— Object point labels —
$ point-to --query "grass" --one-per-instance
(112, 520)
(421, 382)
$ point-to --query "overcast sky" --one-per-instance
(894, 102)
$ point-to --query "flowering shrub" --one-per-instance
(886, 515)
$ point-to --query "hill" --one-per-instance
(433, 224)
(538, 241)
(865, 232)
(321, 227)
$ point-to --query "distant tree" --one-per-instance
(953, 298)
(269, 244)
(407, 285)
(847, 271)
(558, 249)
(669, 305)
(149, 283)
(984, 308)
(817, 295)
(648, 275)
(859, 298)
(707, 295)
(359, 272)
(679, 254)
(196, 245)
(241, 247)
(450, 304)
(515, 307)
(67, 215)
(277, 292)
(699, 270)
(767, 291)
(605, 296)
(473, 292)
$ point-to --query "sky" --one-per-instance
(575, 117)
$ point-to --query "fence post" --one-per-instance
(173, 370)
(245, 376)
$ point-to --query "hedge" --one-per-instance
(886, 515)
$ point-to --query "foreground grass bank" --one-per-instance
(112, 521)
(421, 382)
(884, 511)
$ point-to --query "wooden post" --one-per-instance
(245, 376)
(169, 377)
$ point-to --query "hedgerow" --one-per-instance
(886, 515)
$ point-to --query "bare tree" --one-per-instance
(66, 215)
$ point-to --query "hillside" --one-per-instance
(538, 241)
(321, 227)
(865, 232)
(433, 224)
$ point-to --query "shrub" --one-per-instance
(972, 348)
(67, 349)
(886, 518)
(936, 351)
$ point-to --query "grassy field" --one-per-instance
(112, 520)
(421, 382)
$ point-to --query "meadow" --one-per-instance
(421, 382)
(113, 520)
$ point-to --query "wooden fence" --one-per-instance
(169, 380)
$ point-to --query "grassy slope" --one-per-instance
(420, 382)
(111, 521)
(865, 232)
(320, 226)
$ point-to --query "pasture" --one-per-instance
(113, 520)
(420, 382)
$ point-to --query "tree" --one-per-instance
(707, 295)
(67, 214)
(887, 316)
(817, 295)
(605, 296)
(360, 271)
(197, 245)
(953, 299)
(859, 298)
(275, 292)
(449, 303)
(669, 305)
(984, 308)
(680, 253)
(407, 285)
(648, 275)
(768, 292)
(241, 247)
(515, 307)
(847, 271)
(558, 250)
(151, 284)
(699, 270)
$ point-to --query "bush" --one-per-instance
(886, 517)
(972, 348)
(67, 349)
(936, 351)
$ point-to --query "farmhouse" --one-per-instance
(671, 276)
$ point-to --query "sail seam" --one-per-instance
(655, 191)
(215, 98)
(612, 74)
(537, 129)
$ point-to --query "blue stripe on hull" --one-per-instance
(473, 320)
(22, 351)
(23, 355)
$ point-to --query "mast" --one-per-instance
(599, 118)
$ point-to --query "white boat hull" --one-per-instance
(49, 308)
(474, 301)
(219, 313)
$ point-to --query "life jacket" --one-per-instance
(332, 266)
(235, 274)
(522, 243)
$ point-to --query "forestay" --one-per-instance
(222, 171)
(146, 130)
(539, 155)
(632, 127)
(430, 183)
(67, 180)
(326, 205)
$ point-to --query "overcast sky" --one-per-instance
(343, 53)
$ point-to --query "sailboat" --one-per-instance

— Task details —
Report every line of the items above that contains the string "tree", copying each such line in full. Treat uppercase and lowercase letters as different.

— The result —
$ point-to --query "distant tree" --one-per-instance
$ point-to --query "bare tree" --one-per-instance
$ point-to --query "tree" --one-per-instance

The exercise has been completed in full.